--- STORED RECORDS ---

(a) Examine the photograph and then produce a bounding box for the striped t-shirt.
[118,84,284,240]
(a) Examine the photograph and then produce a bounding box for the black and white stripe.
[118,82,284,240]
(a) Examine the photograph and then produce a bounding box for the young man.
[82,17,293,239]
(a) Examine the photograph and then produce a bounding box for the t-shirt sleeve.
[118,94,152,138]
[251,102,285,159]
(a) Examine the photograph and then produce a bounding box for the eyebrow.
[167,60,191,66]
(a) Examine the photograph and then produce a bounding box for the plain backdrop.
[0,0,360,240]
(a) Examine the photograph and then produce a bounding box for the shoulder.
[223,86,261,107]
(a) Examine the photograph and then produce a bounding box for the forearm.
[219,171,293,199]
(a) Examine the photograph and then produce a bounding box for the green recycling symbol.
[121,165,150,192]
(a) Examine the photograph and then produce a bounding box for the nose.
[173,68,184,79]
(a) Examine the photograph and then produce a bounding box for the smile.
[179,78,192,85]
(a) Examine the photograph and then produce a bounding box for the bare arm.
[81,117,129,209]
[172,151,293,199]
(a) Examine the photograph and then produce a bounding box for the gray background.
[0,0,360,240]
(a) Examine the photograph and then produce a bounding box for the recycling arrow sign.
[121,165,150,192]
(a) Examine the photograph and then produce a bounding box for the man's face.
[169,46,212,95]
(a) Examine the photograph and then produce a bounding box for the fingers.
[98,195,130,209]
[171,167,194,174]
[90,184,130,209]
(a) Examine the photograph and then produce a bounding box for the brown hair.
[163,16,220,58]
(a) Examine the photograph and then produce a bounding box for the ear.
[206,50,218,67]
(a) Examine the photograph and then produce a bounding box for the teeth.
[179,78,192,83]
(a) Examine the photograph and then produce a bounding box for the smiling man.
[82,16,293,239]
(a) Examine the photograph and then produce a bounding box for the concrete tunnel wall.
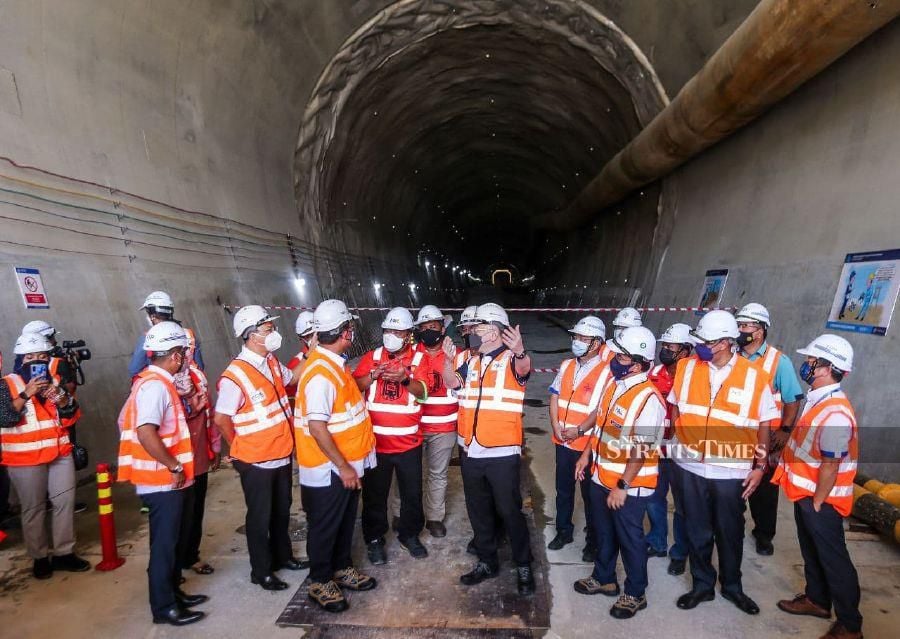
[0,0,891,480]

---
--- STORED RECORDS ---

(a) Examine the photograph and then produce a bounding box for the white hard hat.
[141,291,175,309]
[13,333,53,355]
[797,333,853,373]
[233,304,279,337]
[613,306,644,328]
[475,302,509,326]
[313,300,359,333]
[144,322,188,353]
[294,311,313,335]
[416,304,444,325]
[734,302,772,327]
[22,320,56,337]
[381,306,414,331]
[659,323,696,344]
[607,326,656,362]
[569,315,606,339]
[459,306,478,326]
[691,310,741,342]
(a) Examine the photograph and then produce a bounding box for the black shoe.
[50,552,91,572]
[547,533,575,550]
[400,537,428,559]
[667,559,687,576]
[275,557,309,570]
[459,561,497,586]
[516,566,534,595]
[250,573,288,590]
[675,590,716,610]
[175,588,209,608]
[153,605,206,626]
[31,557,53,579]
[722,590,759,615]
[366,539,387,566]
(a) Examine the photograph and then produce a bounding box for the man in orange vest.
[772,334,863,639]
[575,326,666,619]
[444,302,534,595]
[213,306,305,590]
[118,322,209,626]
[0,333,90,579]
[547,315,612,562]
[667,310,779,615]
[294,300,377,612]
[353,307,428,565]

---
--- STORED RECORDS ---

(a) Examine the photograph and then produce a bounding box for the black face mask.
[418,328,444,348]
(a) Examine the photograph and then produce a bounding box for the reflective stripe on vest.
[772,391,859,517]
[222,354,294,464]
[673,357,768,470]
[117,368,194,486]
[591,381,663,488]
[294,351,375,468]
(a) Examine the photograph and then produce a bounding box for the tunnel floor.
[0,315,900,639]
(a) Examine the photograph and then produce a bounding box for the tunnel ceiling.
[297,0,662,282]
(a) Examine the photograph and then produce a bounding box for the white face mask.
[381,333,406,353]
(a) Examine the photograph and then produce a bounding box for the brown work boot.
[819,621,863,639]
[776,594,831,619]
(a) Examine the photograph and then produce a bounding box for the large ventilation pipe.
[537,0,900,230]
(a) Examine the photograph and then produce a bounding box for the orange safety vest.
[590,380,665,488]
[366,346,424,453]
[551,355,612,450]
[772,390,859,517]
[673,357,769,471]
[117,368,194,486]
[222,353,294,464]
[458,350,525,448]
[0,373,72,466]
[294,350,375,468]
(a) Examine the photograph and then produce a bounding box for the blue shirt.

---

* _DESCRIPTION OF THE TASK_
Rewrite the records from the line with "for the eyebrow." up to and including the line with "[206,50,218,67]", putting "draw" in place of every "produce" and changing nothing else.

* _CORRECT ANSWER_
(a) Examine the photograph and then draw a bounding box for the eyebrow.
[167,60,191,66]
(a) Examine the photograph and then draw a bounding box for the plain backdrop.
[0,0,360,240]
(a) Examine the photograph and then draw a bounding box for the shoulder.
[223,86,261,107]
(a) Examine the photograph and then draw a bounding box for the forearm.
[219,171,293,199]
(a) Examine the photograph and then draw a bounding box for the green recycling symbol.
[121,165,150,192]
(a) Examine the photograph and then draw a bounding box for the nose.
[173,68,184,79]
(a) Examine the photograph and then draw a bounding box for the smile.
[179,78,192,85]
(a) Examine the photograph and then draw a bounding box for the bare arm.
[81,117,129,209]
[172,151,293,199]
(a) Examine the photograph and then draw a bounding box for the gray background.
[0,0,360,240]
(a) Examine the photograph and then draw a bounding box for the recycling arrow sign.
[121,165,150,192]
(a) Examine the photograph and then draw a bounding box for the man's face.
[169,46,212,95]
(a) Examine the photograph and then draw a bounding box for the fingers.
[98,195,130,209]
[171,167,194,174]
[90,184,130,209]
(a) Examine the photograph and then draw a bounding box for the brown hair.
[163,16,220,58]
(a) Examine the photograph and then draw a bounding box for the ear.
[206,50,218,67]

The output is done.